— Extrait à lire —
┄┄┄┄┄┄

La ministre de la Culture Rachida Dati a enclenché vendredi 8 mars le processus de remplacement de six vitraux de Viollet-le-Duc, alors qu’une pétition rassemble près de 140 000 signataires contre le projet.
Par Rosalie Lucas et Camille Salcedo-Ruiz
Le 10 mars 2024 à 13h55
Le projet d’installation de six vitraux contemporains dans la cathédrale Notre-Dame de Paris est lancé. La ministre de la Culture, Rachida Dati, a annoncé vendredi 8 mars la mise en place d’un comité artistique chargé de piloter un appel à candidatures afin de désigner en novembre 2024 un « binôme lauréat », réunissant un artiste et un atelier verrier.
Le comité sera composé de 20 membres, parmi lesquels des conservateurs du patrimoine, des artistes, des membres du diocèse de Paris, de l’établissement public chargé du chantier de reconstruction et du ministère de la Culture.
Les opposants veulent « porter l’affaire devant la justice »
Souhaités par le président de la République Emmanuel Macron, qui en avait fait l’annonce le 8 décembre dernier lors de sa visite sur le chantier de Notre-Dame, ces vitraux seront « figuratifs » et installés dans six chapelles du bas-côté sud de la cathédrale. Les prototypes seront présentés lors de la réouverture de l’édifice, le 8 décembre 2024, et les vitraux seront installés courant 2026, confirme le cabinet de la ministre.

┄┄┄┄┄┄

Éléments issus d'une source de données
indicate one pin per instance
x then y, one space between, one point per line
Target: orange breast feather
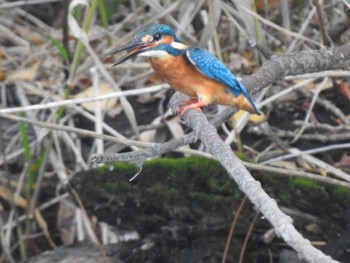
184 77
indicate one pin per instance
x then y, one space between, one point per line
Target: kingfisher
190 70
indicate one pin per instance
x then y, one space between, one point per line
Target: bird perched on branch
192 71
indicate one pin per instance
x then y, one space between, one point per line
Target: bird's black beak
134 47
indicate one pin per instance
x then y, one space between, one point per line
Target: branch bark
268 207
272 70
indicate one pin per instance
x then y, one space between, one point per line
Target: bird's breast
183 76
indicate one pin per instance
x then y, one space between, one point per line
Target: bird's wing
213 68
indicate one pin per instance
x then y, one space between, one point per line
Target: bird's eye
157 37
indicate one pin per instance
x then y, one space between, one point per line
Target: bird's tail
247 103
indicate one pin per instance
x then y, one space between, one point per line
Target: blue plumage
213 68
174 60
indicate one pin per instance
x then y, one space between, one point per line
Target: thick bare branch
252 188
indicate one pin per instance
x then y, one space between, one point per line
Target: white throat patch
178 45
154 54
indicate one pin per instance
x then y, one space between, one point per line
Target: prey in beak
134 47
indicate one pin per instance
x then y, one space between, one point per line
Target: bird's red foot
190 104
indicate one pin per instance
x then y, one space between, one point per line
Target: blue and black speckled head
156 31
155 37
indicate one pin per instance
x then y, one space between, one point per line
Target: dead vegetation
293 57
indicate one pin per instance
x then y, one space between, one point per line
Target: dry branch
274 69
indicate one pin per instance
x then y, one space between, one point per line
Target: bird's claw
190 104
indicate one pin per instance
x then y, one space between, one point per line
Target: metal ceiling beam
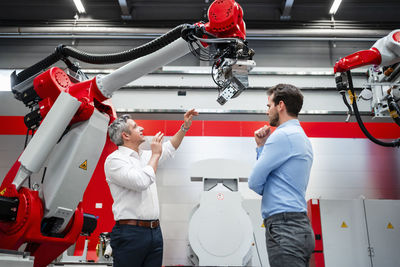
286 9
125 14
147 33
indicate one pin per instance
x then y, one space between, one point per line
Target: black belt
141 223
286 215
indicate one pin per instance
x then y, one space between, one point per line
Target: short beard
274 122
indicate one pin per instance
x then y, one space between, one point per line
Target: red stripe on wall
14 125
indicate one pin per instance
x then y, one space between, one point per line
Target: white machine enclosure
71 166
344 233
383 222
253 209
360 232
220 231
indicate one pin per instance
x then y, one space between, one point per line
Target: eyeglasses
121 120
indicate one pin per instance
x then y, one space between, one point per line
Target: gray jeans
290 239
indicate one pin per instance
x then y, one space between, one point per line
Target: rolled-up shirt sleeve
122 173
168 151
271 156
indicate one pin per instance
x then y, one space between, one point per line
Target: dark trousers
290 239
135 246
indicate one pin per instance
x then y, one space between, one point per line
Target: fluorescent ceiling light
79 6
335 7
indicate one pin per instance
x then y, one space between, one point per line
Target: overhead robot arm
70 118
383 87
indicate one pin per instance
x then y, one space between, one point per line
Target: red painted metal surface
14 125
226 19
26 228
313 212
358 59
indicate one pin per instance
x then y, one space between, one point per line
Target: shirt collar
289 122
130 152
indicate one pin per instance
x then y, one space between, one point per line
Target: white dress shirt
133 183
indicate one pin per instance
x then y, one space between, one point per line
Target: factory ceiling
259 14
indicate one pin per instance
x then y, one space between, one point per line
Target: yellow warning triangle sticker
83 166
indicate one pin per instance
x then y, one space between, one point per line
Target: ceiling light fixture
335 7
79 6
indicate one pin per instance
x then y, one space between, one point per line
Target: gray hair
117 127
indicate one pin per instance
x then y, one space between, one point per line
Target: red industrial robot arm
52 221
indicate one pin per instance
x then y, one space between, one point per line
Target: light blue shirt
282 170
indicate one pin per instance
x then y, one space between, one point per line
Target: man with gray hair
136 238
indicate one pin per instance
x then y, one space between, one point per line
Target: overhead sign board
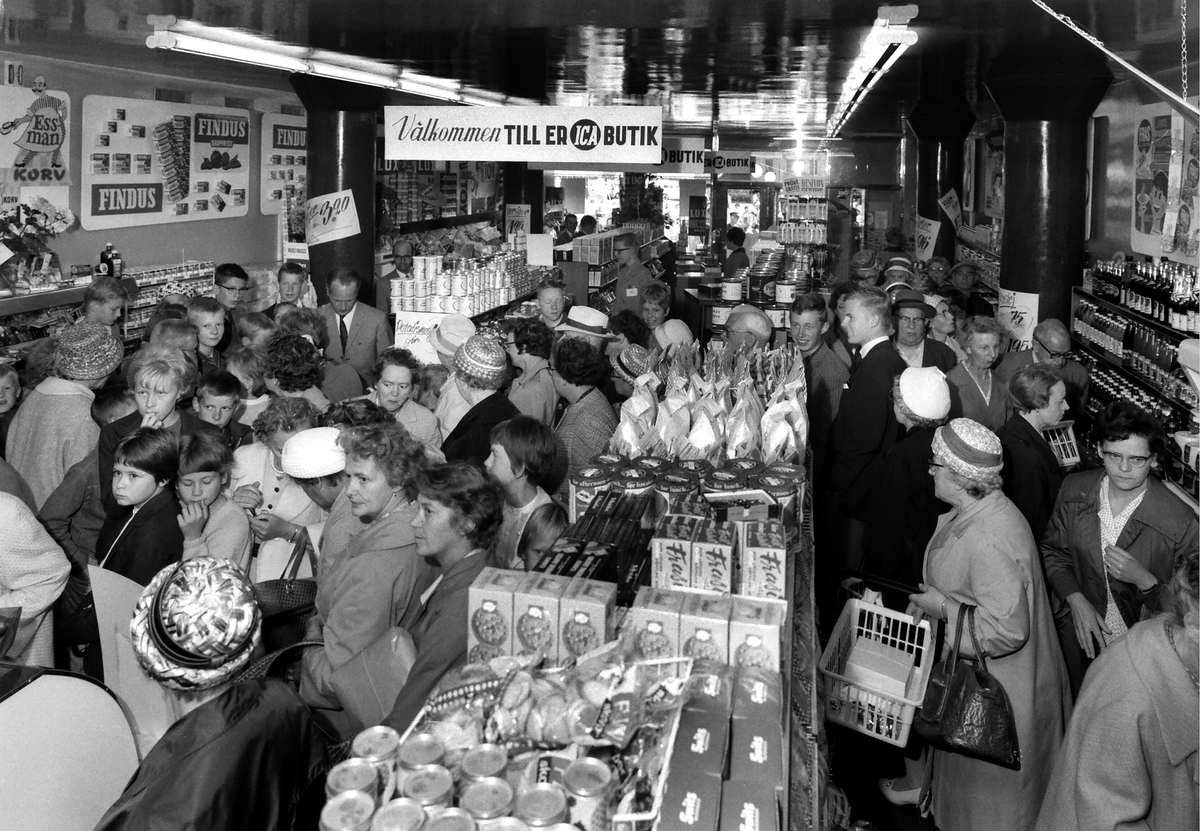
679 156
617 135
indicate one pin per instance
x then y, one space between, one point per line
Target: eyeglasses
1050 354
1117 460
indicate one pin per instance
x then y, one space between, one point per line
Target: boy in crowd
209 318
217 399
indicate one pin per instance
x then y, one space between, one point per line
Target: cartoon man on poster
46 129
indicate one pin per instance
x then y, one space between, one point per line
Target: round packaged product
451 819
697 467
348 811
484 761
634 482
583 486
671 489
613 461
431 787
588 784
353 775
487 799
541 805
379 746
402 814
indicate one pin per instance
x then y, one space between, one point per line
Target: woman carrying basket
983 554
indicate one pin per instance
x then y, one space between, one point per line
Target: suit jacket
367 336
472 437
864 429
1031 472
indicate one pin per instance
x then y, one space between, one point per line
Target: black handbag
966 709
288 603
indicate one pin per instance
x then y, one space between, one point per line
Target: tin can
348 811
402 814
583 486
353 775
484 761
634 482
541 805
451 819
431 787
379 746
487 799
588 783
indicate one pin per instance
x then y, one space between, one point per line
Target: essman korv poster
34 145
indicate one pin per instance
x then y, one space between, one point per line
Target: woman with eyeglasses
1114 538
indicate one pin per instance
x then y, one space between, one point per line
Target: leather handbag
966 709
288 603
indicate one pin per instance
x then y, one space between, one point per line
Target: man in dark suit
865 425
358 333
1051 346
911 316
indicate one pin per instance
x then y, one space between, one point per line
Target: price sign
331 216
927 234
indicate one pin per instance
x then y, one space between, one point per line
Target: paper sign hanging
331 216
927 234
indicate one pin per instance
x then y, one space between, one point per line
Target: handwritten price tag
331 216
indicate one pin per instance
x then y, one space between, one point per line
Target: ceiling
757 71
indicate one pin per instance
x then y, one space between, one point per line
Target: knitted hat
969 448
313 453
481 359
585 321
910 298
924 393
450 333
630 363
88 351
196 625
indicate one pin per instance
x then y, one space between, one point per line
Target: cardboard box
535 615
671 552
653 622
755 631
702 742
762 561
757 693
713 556
749 806
705 627
756 751
586 617
490 613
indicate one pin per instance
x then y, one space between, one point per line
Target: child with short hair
217 399
522 454
211 522
250 368
208 316
10 394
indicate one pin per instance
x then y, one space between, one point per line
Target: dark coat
251 758
1031 472
472 437
151 542
904 510
864 429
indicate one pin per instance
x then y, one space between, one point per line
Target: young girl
211 524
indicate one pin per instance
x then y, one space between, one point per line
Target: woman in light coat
983 554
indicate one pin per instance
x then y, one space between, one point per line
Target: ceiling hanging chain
1165 91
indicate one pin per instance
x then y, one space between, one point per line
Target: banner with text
624 135
151 162
331 216
285 161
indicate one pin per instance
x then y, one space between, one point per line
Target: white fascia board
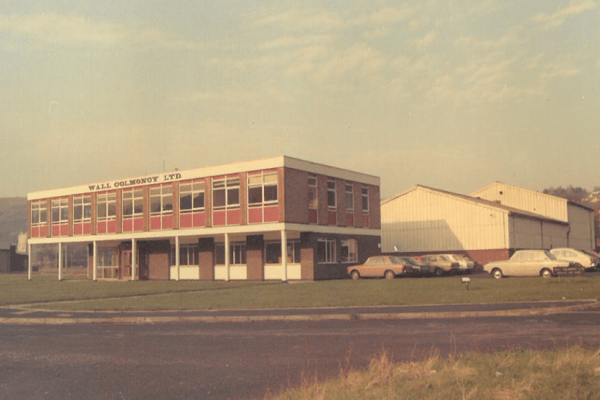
208 232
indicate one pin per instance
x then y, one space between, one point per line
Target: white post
284 254
227 275
28 261
95 261
133 258
60 261
177 255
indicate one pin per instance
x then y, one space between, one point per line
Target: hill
13 218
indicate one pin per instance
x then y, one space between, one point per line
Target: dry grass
508 375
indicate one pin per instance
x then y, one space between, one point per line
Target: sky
452 94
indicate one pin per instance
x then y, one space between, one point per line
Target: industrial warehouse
272 219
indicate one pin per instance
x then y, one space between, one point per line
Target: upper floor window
349 197
106 206
60 211
262 189
82 208
191 196
331 194
133 203
226 193
161 200
38 213
365 198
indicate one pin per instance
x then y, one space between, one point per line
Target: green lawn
197 295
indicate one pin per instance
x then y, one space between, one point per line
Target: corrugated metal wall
426 220
524 199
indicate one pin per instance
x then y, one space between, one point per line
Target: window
161 200
82 208
38 213
226 193
188 255
326 251
331 195
365 199
106 206
262 189
349 197
237 254
313 199
191 196
349 250
60 211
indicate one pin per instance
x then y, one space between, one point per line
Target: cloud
555 20
56 28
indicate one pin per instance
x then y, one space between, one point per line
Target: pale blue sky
449 94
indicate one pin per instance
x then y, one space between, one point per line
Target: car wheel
546 273
497 273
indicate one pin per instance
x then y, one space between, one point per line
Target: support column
60 261
28 261
227 272
95 261
133 259
284 254
177 256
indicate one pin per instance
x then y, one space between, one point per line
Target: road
227 360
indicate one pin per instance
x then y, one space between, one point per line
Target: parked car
531 263
418 267
387 267
576 256
465 264
441 264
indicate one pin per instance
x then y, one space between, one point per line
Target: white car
532 263
575 256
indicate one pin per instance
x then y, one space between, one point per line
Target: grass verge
572 373
198 295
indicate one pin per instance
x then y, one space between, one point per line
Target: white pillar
284 254
95 261
28 261
133 258
60 261
227 276
177 255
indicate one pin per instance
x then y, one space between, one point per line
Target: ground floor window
326 251
188 255
349 250
237 254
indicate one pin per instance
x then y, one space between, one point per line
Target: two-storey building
278 218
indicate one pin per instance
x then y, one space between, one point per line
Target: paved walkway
16 315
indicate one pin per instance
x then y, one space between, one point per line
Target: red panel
112 226
128 225
349 219
199 219
272 214
332 217
218 218
255 215
155 223
185 221
234 217
312 216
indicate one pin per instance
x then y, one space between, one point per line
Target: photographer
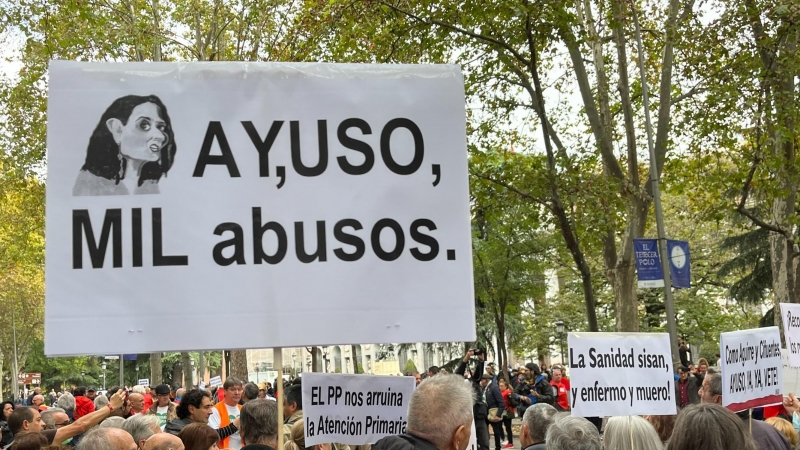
534 389
479 410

┄┄┄┄┄┄

— À faire —
Selon l'article, de combien de membres le comité artistique sera-t-il composé ? Les lignes ci-dessus forment un matériau distinct de l'article.

— Réponse à l'exercice —
Le comité sera composé de 20 membres.